"""

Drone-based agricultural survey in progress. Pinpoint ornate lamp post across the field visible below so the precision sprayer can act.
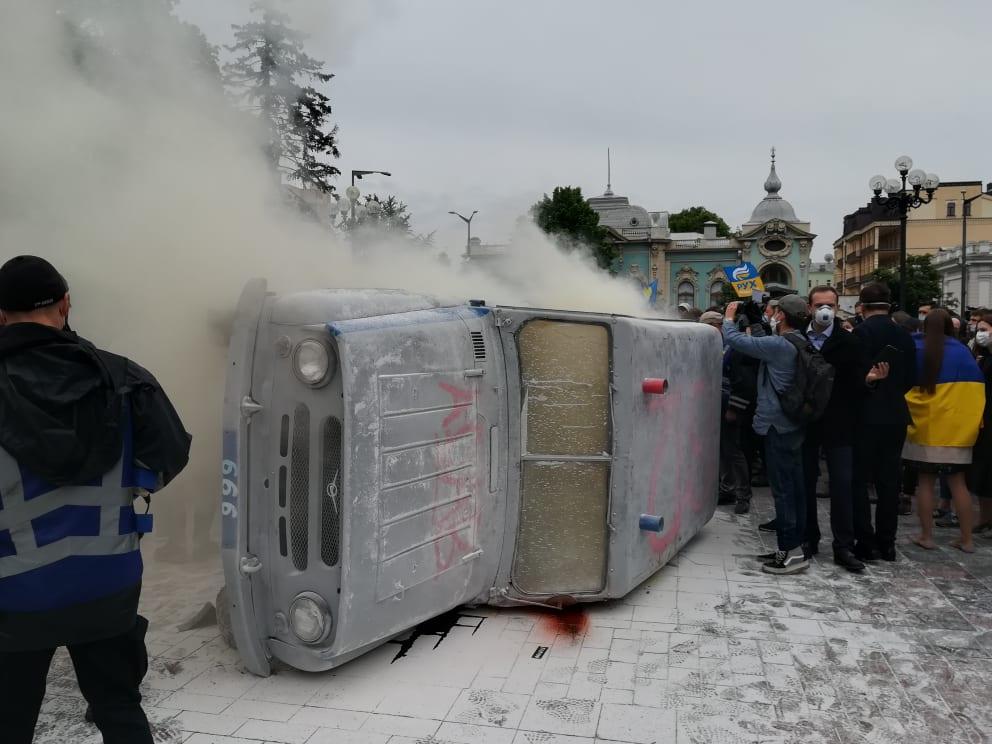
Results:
[328,170,393,227]
[868,155,940,310]
[448,209,479,258]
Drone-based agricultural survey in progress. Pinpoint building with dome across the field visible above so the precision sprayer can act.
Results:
[588,148,816,308]
[737,148,816,294]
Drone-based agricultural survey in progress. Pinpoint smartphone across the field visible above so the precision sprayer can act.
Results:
[875,344,902,366]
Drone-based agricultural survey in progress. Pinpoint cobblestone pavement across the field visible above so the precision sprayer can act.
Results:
[36,496,992,744]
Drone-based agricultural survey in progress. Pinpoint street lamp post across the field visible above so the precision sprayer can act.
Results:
[868,155,940,310]
[961,181,992,318]
[448,209,479,258]
[328,170,393,227]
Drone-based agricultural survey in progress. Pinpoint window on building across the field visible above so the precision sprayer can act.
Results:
[761,264,789,286]
[710,279,723,305]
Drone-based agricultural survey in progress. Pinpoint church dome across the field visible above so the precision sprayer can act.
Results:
[747,150,799,225]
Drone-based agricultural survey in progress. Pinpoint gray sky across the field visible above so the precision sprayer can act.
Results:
[181,0,992,260]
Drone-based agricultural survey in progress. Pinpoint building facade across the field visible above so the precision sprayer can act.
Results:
[933,241,992,310]
[806,254,834,292]
[833,181,992,295]
[588,150,816,308]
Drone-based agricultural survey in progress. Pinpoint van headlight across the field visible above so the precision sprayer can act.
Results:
[293,338,336,387]
[289,592,331,644]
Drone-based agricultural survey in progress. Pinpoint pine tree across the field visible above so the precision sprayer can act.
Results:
[224,2,341,192]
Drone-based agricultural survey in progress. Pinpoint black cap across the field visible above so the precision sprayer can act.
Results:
[0,256,69,313]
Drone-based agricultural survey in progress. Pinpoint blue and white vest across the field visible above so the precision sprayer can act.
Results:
[0,406,159,613]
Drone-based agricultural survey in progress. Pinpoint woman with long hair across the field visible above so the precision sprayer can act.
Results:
[902,309,985,553]
[968,312,992,537]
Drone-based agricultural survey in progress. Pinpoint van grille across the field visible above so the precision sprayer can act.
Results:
[320,416,341,566]
[471,331,486,359]
[289,403,310,571]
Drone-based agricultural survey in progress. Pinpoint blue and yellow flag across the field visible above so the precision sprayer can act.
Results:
[641,279,658,305]
[906,334,985,448]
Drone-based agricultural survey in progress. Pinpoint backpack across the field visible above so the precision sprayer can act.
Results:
[765,333,834,424]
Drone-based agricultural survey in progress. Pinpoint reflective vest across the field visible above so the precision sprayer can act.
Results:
[0,405,158,613]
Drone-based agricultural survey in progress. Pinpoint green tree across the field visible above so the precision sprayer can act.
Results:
[531,186,620,269]
[668,207,730,238]
[871,256,940,315]
[224,2,341,193]
[341,194,434,248]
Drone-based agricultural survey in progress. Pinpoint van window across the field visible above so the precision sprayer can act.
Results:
[513,320,611,594]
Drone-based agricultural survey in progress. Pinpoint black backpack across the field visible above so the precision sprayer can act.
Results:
[765,333,834,424]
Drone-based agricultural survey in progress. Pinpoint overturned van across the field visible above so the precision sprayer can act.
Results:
[221,280,721,675]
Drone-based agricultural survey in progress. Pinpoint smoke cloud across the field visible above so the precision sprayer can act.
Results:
[0,0,660,550]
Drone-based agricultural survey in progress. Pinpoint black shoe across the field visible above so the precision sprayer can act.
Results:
[854,545,881,563]
[761,550,809,575]
[834,549,865,573]
[716,491,737,506]
[878,545,896,562]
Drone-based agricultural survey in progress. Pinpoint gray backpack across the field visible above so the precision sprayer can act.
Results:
[765,333,834,424]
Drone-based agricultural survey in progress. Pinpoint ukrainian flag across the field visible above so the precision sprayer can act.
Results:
[903,334,985,456]
[641,279,658,305]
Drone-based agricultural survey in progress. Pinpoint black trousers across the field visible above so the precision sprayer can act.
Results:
[0,617,152,744]
[854,424,916,549]
[720,418,751,502]
[803,427,854,551]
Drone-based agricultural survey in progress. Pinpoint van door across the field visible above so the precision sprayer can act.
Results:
[498,308,613,597]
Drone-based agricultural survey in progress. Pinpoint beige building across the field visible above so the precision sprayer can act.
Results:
[834,181,992,295]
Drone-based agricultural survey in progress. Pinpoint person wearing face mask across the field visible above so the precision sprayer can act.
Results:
[723,295,809,574]
[803,286,884,572]
[853,282,918,561]
[0,256,191,744]
[967,311,992,537]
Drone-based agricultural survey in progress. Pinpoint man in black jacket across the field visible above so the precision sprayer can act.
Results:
[699,310,758,514]
[803,287,868,572]
[854,282,916,561]
[0,256,190,744]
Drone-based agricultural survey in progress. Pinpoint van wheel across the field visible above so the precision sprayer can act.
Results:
[217,587,238,649]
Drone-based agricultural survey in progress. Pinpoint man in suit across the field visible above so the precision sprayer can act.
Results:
[854,282,916,561]
[803,287,868,572]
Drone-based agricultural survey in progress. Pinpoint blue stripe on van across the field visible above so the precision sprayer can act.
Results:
[327,306,490,336]
[0,530,17,558]
[0,550,142,612]
[31,505,100,548]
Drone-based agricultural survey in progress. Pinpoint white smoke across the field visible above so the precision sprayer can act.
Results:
[0,0,660,560]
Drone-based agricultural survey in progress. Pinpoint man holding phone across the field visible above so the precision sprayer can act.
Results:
[853,282,922,561]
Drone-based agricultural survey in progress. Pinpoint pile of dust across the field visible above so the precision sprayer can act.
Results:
[0,0,660,551]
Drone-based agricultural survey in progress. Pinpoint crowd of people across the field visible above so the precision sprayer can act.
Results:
[690,283,992,574]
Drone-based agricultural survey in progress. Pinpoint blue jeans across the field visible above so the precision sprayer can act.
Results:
[765,427,806,550]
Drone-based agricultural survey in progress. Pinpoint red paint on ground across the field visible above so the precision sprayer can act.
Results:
[540,607,589,638]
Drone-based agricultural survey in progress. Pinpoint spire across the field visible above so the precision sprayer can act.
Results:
[603,147,613,196]
[765,147,782,196]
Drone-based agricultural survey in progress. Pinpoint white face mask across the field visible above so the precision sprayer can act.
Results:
[813,305,834,328]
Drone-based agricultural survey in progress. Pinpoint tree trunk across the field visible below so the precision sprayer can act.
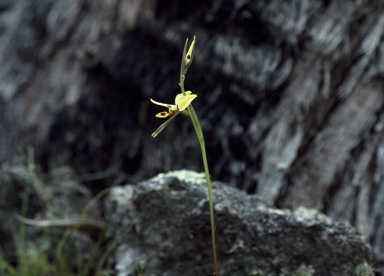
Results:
[0,0,384,269]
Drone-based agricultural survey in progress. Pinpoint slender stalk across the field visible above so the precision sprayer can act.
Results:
[187,104,219,276]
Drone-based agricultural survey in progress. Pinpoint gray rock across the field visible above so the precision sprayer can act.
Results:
[105,171,373,275]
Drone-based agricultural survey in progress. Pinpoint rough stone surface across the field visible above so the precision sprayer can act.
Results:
[0,0,384,273]
[105,171,372,275]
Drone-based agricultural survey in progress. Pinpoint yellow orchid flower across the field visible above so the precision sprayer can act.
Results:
[151,91,197,138]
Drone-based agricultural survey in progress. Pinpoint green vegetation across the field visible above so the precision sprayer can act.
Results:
[151,36,219,276]
[0,151,121,276]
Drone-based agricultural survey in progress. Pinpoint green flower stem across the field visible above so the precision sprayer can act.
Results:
[187,104,219,276]
[179,36,219,276]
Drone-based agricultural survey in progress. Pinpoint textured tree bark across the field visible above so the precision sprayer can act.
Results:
[0,0,384,269]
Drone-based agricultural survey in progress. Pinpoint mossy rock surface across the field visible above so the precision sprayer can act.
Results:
[106,171,371,276]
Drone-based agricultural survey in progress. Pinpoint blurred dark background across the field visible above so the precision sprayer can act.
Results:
[0,0,384,272]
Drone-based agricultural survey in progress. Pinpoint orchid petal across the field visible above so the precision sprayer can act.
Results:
[150,99,177,110]
[175,91,197,111]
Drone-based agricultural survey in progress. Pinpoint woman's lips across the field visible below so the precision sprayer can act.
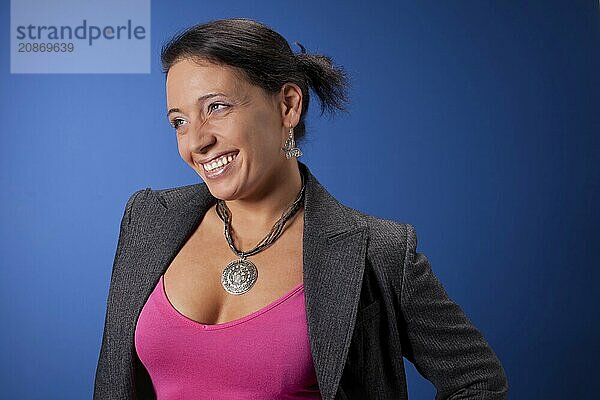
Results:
[198,153,238,179]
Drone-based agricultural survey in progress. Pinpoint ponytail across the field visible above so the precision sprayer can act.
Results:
[295,42,349,115]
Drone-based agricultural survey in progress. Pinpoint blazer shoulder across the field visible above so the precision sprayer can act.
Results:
[342,205,416,245]
[127,183,208,209]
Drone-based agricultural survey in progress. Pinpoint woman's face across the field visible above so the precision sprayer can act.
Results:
[167,60,290,200]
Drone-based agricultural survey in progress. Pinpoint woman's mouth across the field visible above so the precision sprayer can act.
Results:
[196,153,237,178]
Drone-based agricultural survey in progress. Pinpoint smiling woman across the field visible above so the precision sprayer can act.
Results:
[94,19,507,400]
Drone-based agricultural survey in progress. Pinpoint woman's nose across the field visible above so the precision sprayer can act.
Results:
[189,121,216,153]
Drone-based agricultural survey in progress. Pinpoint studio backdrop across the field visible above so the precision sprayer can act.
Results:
[0,0,600,399]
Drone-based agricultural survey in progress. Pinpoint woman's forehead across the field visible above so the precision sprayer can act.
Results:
[166,61,252,102]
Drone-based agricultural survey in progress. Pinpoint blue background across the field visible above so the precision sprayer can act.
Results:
[0,0,600,399]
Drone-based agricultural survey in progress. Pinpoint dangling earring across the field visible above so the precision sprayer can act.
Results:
[281,126,302,160]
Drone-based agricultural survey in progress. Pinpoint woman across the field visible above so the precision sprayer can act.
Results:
[94,19,507,399]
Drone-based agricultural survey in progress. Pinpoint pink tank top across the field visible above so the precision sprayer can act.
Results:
[135,276,321,400]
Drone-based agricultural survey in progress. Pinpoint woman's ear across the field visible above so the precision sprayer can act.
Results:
[280,82,302,128]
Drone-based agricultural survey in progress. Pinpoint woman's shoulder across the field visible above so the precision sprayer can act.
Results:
[342,205,417,252]
[127,183,207,208]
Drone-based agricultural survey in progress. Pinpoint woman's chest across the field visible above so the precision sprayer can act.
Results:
[163,211,303,325]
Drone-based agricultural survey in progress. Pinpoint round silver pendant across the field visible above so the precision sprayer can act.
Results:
[221,260,258,294]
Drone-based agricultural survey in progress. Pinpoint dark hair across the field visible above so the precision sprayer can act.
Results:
[160,18,348,140]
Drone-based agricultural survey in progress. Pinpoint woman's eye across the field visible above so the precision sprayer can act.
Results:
[208,103,228,112]
[171,118,185,129]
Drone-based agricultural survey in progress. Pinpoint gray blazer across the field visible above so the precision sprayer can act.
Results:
[94,162,508,400]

"""

== Task prompt ==
Please convert the lines from the one containing "Drone-based agricultural survey in progress. Pinpoint black shoe" to the one containing "[803,427,854,551]", both included, into a Markdown table with the columns Index and Line. Give each line its own number, and leave out blank lines.

== Exercise output ==
| Index | Line |
|---|---|
| 1 | Drone-based agricultural survey in progress. Pinpoint black shoe across the field visible above so the precision sprayer can act. |
| 2 | Results: |
| 3 | [854,545,881,563] |
| 4 | [761,550,809,575] |
| 5 | [834,549,865,573] |
| 6 | [716,491,737,506] |
| 7 | [878,545,896,562] |
| 8 | Drone-based agricultural survey in progress. Pinpoint gray backpack across the field visible above so the precision sprayer can act. |
| 9 | Results: |
| 10 | [765,333,834,424] |
| 11 | Drone-based agricultural survey in progress. Pinpoint ukrainian flag across the field visible above so the precision sprayer can act. |
| 12 | Results: |
| 13 | [903,334,985,456] |
| 14 | [641,279,658,305] |
| 15 | Drone-based agricultural survey in progress. Pinpoint black trousers across the field visible above so the precision sprayer can act. |
| 16 | Results: |
| 17 | [0,617,152,744] |
| 18 | [854,424,916,549] |
| 19 | [720,418,751,502] |
| 20 | [803,427,854,551] |